ИСХОДНЫЙ ОТРЫВОК:
История европейской культуры. Римская империя, христианство и варвары

Душа видит Бога очами разума, познает Его разумом. Верно. Но чтобы душа могла видеть, этот ее разум должен быть здоровым. Разума же не исцелить, если человек не будет верить. Мало того. — Веруя, душа не должна терять надежды узнать, наконец, Бога. А, веруя, должна еще и любить Его. Если душа «не возлюбит обетованного света, не пожелает его, довольствуясь своей темнотою, разве не оттолкнет она своего Целителя?» Словом, Августин требует живой христианской веры — более, можно сказать, жизни, чем познания. И тут он — типичный представитель западного христианства.

Понятие веры многозначно. Прежде всего, вера — это единение со Христом и высший род познания. Но чтобы познание веры было истинным и несомненным, человек должен любить ближнего и жить по–христиански. Как единение со Христом и мистическое познание, вера есть дар и благодать Божия. Однако, если Истина принуждает человека признать ее, словно порабощая человека, познание веры отличается от познания разума тем, что свободно. Ведь сам доступный для познания Бог есть абсолютная свобода, делающая свободными всех ее познающих. Стало быть, веря в Истину и познавая ее, человек может и не признавать Истины, хотя ясно ее видит. Вера есть не только Божественный акт (= благодать), но и совершенно свободный, и, значит, ничем, даже самою Истиной (= самим Богом), не мотивированный человеческий акт. В этом она очень похожа на обыкновенную, нерелигиозную, нехристианскую веру. В этом отношении справедливо будет сказать, что мы верим в Бога так же, как верим людским словам. Как и все основные понятия христианства, понятие веры апорично, и следует избегать односторонних его толкований. На практике, однако, трудно избежать односторонности. Одни стремятся подчеркнуть мистический момент христианства, другие — чисто человеческий.

ФРАГМЕНТЫ ДАННЫХ:
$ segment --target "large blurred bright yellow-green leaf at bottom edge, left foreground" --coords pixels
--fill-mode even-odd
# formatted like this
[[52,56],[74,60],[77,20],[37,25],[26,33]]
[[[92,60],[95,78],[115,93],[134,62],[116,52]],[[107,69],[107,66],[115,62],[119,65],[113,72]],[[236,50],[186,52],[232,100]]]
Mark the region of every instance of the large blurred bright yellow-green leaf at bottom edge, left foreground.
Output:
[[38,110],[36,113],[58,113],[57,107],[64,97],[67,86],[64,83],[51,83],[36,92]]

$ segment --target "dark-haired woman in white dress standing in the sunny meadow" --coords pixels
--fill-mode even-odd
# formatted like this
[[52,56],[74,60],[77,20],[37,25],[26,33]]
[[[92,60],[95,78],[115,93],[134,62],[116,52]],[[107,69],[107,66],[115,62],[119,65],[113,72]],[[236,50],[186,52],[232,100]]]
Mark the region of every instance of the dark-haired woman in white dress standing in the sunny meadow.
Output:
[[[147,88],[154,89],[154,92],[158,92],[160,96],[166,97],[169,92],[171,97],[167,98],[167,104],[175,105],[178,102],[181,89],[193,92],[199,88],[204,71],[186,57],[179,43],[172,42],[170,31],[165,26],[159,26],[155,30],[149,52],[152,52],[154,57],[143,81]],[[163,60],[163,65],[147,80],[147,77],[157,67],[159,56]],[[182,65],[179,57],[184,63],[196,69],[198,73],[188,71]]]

ЧТО НУЖНО СДЕЛАТЬ: Объясните, пожалуйста, по отрывку о вере, почему познание веры, в отличие от познания разума, свободно.

РЕЗУЛЬТАТ ЗАДАНИЯ: Познавая разумом, человек вынужден признать Истину, и она словно порабощает его. Познание веры свободно, потому что сам доступный познанию Бог есть абсолютная свобода, которая делает свободными всех, кто Его познает. Поэтому человек, веря в Истину и познавая ее, может и не признавать ее, хотя ясно ее видит.